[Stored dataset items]

★ ★ ★ ★

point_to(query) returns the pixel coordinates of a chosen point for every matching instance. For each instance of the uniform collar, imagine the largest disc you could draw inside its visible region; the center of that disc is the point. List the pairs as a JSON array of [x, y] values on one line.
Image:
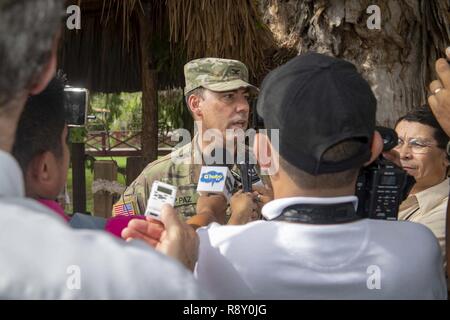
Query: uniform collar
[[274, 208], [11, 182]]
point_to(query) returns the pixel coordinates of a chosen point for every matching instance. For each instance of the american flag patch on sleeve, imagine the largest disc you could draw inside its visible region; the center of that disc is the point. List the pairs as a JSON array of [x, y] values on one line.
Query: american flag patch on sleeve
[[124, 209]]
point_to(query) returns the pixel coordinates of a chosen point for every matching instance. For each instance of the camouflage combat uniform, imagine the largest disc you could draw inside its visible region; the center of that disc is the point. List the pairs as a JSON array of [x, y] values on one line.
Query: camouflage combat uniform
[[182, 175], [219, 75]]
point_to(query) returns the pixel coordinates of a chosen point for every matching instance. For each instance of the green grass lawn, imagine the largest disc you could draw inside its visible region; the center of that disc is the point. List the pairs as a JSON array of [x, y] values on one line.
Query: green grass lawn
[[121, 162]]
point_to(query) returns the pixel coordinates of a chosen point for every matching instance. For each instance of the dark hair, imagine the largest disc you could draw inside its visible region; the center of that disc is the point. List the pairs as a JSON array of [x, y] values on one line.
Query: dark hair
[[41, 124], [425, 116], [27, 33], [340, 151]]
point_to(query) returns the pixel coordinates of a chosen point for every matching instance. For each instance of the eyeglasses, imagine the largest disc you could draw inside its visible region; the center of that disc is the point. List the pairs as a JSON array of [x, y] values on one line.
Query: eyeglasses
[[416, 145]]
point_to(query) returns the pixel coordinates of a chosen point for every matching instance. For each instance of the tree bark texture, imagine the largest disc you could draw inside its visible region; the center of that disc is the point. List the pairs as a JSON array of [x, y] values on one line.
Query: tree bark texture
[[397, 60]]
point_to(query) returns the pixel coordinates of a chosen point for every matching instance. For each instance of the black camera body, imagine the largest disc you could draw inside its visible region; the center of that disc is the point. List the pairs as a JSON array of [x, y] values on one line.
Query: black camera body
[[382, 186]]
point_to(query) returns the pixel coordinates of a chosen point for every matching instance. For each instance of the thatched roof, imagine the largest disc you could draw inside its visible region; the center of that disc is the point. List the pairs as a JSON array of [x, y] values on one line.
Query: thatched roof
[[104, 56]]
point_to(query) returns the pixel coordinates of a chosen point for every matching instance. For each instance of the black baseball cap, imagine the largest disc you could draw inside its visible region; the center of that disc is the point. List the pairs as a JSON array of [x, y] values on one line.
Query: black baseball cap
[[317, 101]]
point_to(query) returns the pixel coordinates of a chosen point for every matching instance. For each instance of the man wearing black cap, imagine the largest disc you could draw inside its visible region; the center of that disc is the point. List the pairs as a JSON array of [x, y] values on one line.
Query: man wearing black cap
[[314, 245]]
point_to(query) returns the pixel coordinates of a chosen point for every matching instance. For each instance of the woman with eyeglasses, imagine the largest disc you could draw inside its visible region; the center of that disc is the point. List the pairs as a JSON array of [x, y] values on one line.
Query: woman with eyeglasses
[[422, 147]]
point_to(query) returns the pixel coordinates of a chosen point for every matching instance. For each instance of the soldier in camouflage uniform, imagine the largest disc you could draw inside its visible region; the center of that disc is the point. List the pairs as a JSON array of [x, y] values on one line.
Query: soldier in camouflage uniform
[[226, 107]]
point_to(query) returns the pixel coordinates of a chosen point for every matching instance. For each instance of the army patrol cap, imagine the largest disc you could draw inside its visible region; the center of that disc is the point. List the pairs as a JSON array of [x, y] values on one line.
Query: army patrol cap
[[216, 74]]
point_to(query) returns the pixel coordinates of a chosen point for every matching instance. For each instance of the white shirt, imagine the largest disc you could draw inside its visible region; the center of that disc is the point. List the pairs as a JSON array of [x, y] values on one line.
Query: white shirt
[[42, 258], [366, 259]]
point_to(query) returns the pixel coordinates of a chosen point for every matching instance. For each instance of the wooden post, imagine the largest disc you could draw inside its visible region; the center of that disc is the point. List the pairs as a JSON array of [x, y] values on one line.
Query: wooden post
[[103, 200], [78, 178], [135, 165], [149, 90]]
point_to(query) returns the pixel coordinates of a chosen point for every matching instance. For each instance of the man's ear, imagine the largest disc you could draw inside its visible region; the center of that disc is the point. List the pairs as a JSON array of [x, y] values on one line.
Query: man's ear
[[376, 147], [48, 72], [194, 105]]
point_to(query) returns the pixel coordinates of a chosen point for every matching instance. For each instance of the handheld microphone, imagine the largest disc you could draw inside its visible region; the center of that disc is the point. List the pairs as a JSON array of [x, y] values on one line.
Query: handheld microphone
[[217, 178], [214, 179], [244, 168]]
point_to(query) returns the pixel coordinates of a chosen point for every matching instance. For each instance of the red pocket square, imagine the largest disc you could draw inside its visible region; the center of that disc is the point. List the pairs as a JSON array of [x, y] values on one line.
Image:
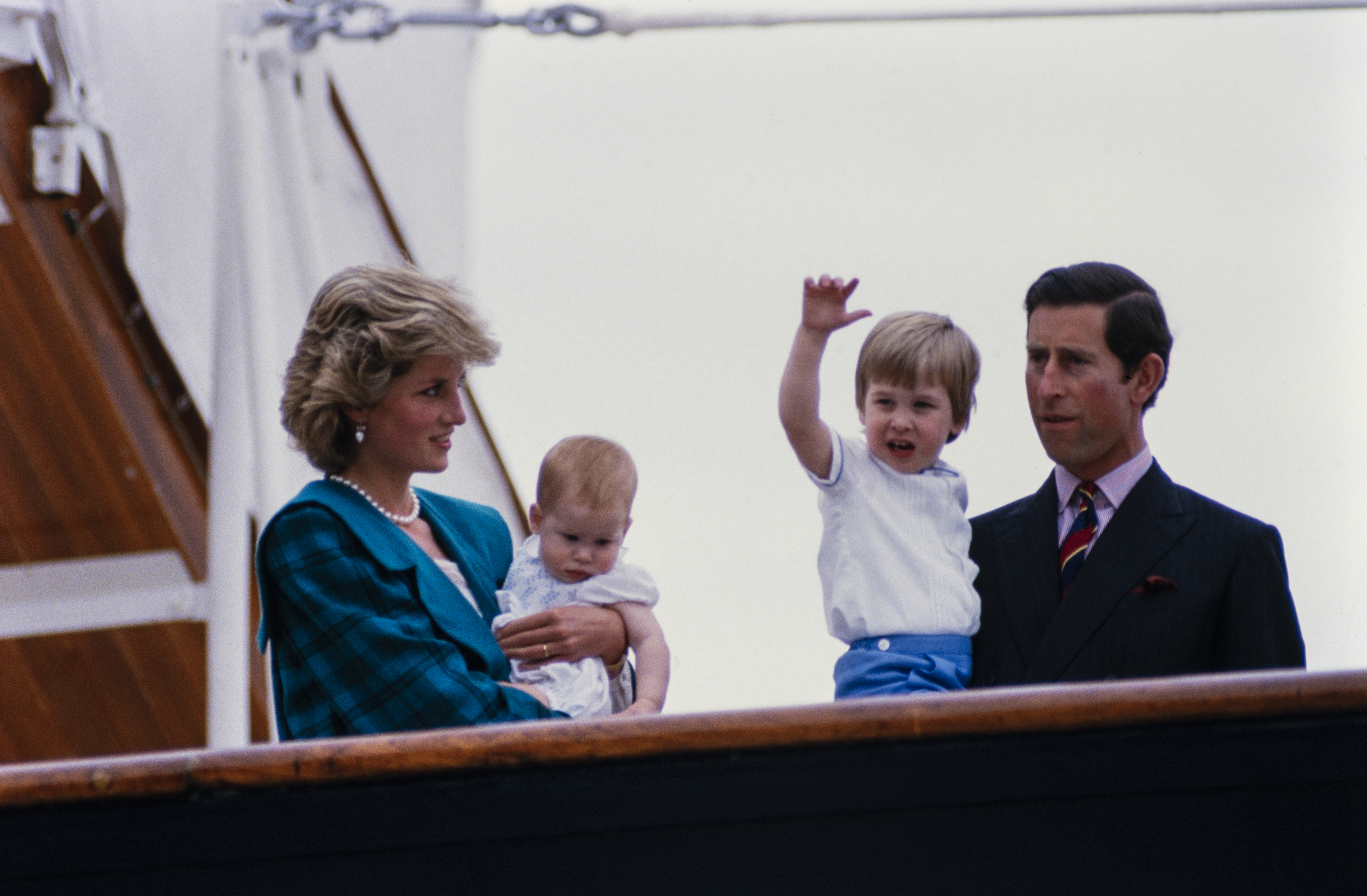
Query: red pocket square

★ ★ ★ ★

What is required: Rewrite all the records above, changing every "pixel coordinates" to "image coordinates" and keeping everything else the same. Omit the pictures from your answer.

Finished answer:
point_to(query) returns the image coordinates of a chosen point for every matching instance. For each instance of the uniform collar, imagine the largest disc you could draw inside its visible region; the center of that disc is the point. List the pairs as a JSON array of [x, y] values on one line.
Image:
Query: uniform collar
[[274, 208], [11, 182]]
point_to(query) returns the image coordinates of a chosen point for every matching instance. For each instance of the american flag patch on sleeve, imagine the largest disc you could draw inside its visible region; the center of that disc is the point. List the pairs as a JSON array of [x, y] values on one line.
Query: american flag patch on sleeve
[[124, 209]]
point_to(query) returns the image coordinates of a chosen point for every matching instance. For each instance of the camouflage combat uniform, imagine the largest disc you could draw inside its visible region; the center of that disc is the point. List the pairs as a JSON array of [x, y] values on one line.
Query: camouflage combat uniform
[[182, 175], [219, 75]]
point_to(query) returns the image coordinates of a chosen point for every matching instance. For each instance of the green grass lawn, imagine the largest disc you could draw inside its visible region; the center of that disc is the point. List the pairs as a JSON array of [x, y] values on one line.
Query: green grass lawn
[[121, 162]]
point_to(query) returns the image coordinates of a chosen point for every matching instance. For each instance of the dark hair, imagine the largest disc you could draw inside its visible region; the center of that disc is the point. List the pairs as a JSON array of [x, y] values on one line.
Query: dark hair
[[41, 124], [425, 116], [27, 33], [340, 151]]
point_to(query) returns the image coordinates of a chosen point for every matching instance. For each instance of the eyeglasses, imagine the largest disc you could draw inside its visible region; the center of that disc is the point. List the pairs as a JSON array of [x, y] values on one line.
Query: eyeglasses
[[416, 145]]
point_to(query) returns the image coordinates of a chosen point for every matching instance. For each instance of the tree bark texture, imagine the largest disc you could draw inside its visible region; the center of that disc is the point. List the pairs as a JSON array of [x, y] values on one line.
Query: tree bark texture
[[397, 60]]
point_to(query) returns the image coordinates of a chosen point for every matching instance. For each instance of the black camera body, imagine the largest disc you could draw inside its visible region; the center of that disc is the point. List the pairs as a JSON array of [x, y] values on one line.
Query: black camera body
[[382, 186]]
point_to(query) returns the image coordinates of a chosen point for every matching instance. For each instance of the thatched roof, imagine the largest disc you could draw inside its visible region; the center of that disc is the point. List the pairs as a JSON array of [x, y] values on one line.
Query: thatched roof
[[104, 56]]
point_to(query) returns the image coordinates of a chosen point for every matching instance. For each instance of the black baseball cap, imagine the largest disc you could draw inside its visible region; the center of that disc is the point. List the pairs as a JSON array of [x, y] values on one line.
Query: black baseball cap
[[317, 101]]
point_to(query) returns the image coordinates of a chosen point for every matching instance. For each instance of the man wearing black cap, imagine the largest disc you could draw inside its visible region; the center of that disc is the point. List the pairs as a JSON array of [x, y] values on one line.
Query: man wearing black cap
[[314, 245]]
point_to(query) returns the image coordinates of a chosen point for every matching instance. For each instance of the woman with eyeglasses, imagine the largest disc you could draw inside its visible region; the center of that disc is the point. List the pairs as a JSON array of [x, y] values on one line.
Query: woman with eyeglasses
[[422, 147]]
point_to(query) returns the image coordinates of a chosen point for every matching instance. For each instance of the soldier in camouflage uniform, imagine the largest disc you could draw inside its visible region; the center of that disc is the point. List the pairs as a JSON array of [x, y] values on one line.
Query: soldier in camouflage uniform
[[226, 107]]
point_to(query) returns the image coordinates of a chosen point for every matching instance. For each instance of the army patrol cap, imagine the largest disc you could draw inside its visible region; the center of that disc is the point. List the pairs as a JSON array of [x, y] values on one line.
Query: army patrol cap
[[216, 74]]
point_to(query) returns the image coordinates of a chosen point for every matching instance. For each instance of the white shirt, imagine the largest disc you could draw inside its visible region; the center of that disc is the point. List the pairs as a JSON array of [x, y] values on one line.
Query: white shirt
[[42, 258], [366, 259]]
point_to(query) returns the image coordinates of a chosen point for every matching instance. For each instance of the wooden post, imagine the largest disc you could draw inside its visible region; the center of that disc is the point. List the pairs as a JSON array of [x, y] values on one line.
Query: wooden post
[[103, 200], [78, 178], [135, 165], [149, 90]]
point_to(query) returns the image coordinates of a chosen point for every matching instance. For each instance of the man's ear, imagine the largest disc you could draw inside its visible region; the center of that disc is the point. List the pairs as a JSON array of [x, y] values on one line.
Query: man's ear
[[376, 147], [48, 72], [194, 105]]
point_to(query) returns the image coordinates of a chosen point for every matching instance. For each instance of the handheld microphone, imagine the largest disc you could draw inside its visible region; the center of that disc is the point. List the pairs as a JSON array of [x, y] values on one line.
Query: handheld microphone
[[217, 178], [214, 179], [244, 168]]
point_to(query) returns the image coordinates of a chosen point for every matching instance. For each instance of the red pocket square, imagine the largest disc you could draw inside its visible region; the center of that disc is the point. List the pairs as a JSON array of [x, y] values on one line.
Image:
Query: red pocket square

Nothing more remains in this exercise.